Exercise.
Locate every line in the items below that contains the word "silhouetted" and copy each of those lines. Matching is case-sensitive.

Items from a dataset.
** BEGIN **

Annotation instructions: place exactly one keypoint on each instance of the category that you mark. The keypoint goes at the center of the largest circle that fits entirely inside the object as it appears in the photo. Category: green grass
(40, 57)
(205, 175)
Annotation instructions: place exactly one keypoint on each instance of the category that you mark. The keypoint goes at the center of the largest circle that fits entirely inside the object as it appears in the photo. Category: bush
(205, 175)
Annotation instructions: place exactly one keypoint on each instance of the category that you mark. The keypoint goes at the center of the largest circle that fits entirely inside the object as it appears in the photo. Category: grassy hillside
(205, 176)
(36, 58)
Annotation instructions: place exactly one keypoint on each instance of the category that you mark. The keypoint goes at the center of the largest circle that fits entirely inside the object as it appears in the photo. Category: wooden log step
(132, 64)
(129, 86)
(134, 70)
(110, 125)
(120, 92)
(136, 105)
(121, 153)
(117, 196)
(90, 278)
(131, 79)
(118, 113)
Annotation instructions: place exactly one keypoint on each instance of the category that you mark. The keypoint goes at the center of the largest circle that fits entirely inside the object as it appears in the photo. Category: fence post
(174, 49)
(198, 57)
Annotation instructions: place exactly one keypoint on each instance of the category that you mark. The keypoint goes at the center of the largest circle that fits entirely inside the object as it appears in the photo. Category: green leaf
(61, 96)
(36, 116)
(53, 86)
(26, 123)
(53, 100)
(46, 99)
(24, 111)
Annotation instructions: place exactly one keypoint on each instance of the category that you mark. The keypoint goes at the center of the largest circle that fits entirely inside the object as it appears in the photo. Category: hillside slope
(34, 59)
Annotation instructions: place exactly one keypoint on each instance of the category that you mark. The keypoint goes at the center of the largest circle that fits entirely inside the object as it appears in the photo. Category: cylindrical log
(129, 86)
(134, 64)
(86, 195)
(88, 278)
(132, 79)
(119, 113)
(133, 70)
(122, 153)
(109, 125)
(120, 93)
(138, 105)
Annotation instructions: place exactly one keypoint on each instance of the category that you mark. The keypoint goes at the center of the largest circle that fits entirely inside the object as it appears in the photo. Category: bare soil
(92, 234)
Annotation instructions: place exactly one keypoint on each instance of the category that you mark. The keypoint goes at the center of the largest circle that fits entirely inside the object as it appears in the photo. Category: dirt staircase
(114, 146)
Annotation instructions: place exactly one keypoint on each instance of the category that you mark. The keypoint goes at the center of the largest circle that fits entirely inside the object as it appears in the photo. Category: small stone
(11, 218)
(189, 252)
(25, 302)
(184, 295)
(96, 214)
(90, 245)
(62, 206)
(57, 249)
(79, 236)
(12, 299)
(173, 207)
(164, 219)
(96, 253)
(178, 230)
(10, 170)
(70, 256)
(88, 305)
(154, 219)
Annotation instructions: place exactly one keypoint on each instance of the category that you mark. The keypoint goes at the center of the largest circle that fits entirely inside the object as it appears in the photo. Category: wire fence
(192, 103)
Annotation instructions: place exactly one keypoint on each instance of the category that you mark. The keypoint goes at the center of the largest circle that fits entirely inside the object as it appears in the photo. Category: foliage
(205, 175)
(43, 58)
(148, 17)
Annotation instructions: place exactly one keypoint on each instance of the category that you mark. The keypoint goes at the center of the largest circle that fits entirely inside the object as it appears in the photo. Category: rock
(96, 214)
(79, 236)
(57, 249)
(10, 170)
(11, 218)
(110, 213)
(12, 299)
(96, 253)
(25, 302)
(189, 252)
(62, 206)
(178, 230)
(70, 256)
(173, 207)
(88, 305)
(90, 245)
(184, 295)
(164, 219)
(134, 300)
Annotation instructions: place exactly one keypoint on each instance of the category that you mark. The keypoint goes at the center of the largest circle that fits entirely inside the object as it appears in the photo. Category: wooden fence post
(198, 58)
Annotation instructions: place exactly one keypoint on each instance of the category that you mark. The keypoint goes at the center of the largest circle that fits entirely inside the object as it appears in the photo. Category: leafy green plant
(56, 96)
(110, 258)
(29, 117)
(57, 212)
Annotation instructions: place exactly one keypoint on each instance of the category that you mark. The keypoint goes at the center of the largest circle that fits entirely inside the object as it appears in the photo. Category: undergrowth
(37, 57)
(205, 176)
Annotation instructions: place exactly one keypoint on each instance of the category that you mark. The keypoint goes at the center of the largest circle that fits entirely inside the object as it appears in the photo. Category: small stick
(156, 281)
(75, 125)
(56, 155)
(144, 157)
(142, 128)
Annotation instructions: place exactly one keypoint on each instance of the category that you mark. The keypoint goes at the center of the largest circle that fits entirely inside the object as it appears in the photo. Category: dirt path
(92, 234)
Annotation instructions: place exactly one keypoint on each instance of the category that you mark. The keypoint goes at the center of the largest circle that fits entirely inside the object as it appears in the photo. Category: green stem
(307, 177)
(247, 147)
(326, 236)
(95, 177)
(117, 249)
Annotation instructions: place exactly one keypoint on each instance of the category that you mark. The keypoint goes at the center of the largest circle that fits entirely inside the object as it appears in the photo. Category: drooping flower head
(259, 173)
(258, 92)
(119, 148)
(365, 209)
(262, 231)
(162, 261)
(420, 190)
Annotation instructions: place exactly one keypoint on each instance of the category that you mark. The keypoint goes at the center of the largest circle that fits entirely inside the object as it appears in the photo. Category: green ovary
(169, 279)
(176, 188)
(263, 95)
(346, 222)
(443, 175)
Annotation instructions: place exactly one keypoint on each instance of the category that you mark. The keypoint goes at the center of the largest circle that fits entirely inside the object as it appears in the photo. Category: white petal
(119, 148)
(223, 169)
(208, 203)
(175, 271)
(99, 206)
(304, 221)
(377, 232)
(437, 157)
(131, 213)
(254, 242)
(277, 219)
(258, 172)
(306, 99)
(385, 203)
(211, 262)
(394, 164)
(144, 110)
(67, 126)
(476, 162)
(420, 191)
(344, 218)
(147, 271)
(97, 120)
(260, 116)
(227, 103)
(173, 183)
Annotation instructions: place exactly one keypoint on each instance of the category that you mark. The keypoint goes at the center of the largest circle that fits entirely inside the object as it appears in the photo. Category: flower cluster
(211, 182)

** END **
** BEGIN **

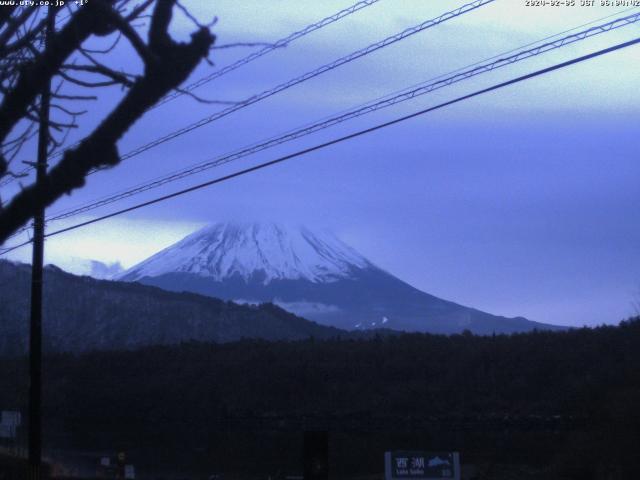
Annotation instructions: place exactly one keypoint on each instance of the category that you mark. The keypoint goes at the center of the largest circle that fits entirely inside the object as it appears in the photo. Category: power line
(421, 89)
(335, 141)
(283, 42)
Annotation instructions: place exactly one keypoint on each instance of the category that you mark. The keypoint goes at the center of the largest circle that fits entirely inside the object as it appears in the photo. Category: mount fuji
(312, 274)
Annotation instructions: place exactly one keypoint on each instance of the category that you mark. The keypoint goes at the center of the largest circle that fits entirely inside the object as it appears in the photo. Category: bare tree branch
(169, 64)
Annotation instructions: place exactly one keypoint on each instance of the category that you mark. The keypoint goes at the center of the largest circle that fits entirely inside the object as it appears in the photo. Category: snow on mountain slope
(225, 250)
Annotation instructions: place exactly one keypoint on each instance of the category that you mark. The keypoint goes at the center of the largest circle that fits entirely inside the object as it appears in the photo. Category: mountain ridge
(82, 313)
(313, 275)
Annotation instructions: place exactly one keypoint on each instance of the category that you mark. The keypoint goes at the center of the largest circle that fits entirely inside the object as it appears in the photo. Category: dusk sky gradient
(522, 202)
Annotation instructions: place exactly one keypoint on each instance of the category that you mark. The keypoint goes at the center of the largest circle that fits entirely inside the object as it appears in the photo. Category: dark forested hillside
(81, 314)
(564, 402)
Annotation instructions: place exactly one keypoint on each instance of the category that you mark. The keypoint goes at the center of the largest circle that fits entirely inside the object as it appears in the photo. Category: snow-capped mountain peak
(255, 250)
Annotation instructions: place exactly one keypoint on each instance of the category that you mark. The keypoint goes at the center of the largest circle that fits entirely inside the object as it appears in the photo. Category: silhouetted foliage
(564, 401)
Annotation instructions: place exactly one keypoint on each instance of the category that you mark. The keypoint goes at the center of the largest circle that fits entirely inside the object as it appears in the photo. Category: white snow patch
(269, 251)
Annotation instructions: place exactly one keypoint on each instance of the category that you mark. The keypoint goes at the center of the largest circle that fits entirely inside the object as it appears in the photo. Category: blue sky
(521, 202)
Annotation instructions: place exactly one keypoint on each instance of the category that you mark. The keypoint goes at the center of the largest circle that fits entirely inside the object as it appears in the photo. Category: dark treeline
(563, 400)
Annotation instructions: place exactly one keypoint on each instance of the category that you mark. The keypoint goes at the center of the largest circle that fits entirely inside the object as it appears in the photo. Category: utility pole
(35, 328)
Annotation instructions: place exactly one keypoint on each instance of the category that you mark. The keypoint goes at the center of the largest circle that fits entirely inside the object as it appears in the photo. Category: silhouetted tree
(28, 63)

** END **
** BEGIN **

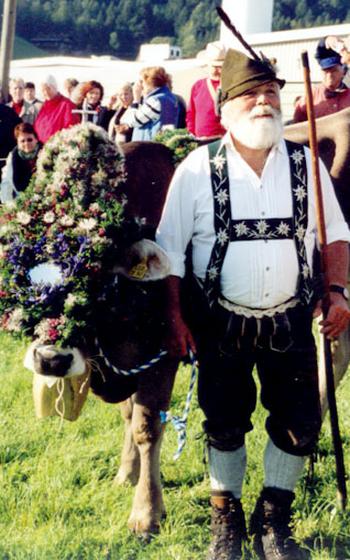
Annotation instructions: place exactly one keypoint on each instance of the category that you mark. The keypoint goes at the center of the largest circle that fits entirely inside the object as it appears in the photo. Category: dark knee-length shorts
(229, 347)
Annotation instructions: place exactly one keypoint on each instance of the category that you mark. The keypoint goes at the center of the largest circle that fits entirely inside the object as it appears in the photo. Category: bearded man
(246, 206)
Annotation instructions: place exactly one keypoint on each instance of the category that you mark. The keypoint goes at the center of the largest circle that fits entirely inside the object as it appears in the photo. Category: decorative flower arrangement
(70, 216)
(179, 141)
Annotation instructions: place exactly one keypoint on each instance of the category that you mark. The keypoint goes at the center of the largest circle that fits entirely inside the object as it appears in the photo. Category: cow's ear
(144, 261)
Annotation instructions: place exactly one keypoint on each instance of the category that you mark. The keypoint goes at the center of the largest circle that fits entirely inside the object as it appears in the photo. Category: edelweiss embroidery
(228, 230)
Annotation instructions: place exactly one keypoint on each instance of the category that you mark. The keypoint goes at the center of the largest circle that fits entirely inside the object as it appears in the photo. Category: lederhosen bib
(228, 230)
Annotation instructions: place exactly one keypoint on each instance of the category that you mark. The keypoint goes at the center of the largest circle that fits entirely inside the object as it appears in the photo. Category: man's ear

** END **

Solution for this exercise.
Annotation instructions: place exactly one keypoint on each instance of the category that you mark. The keypoint goes at the center of the largest circle that fits entirely inside the object as it appears in the photo. Category: silhouetted foliage
Annotation instructions: place exactly one keypoint on each instance of the category that you mark. The keypoint goes at the center of the largest circle that fits entirely inside the object as it appears in the photo. Category: silhouetted tree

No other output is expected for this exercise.